O planeamento de uma viagem é algo que efetuamos muitas vezes de forma não muito consciente, por exemplo, quando nos certificamos de que temos combustível suficiente no carro para nos deslocarmos até determinado local ou quando decidimos sair de casa a uma determinada hora para chegar a tempo ao nosso destino. Ao sairmos para o mar, um planeamento tão despreocupado poderá não ser uma boa ideia. Ficar sem combustível durante um passeio no meio do rio ou do mar é um problema que não é tão fácil de resolver como quando o mesmo acontece numa ida para o trabalho, onde podemos encostar o carro numa berma e caminhar poucos quilómetros até à bomba de combustível mais próxima.

■ **DADOS FORNECIDOS**
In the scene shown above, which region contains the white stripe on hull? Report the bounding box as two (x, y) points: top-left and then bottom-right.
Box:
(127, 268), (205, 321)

■ **O QUE SE PEDE**
Reproduza na íntegra, sem qualquer alteração, o texto acima sobre o planeamento de uma viagem.

■ **RESPOSTA À TAREFA**
O planeamento de uma viagem é algo que efetuamos muitas vezes de forma não muito consciente, por exemplo, quando nos certificamos de que temos combustível suficiente no carro para nos deslocarmos até determinado local ou quando decidimos sair de casa a uma determinada hora para chegar a tempo ao nosso destino. Ao sairmos para o mar, um planeamento tão despreocupado poderá não ser uma boa ideia. Ficar sem combustível durante um passeio no meio do rio ou do mar é um problema que não é tão fácil de resolver como quando o mesmo acontece numa ida para o trabalho, onde podemos encostar o carro numa berma e caminhar poucos quilómetros até à bomba de combustível mais próxima.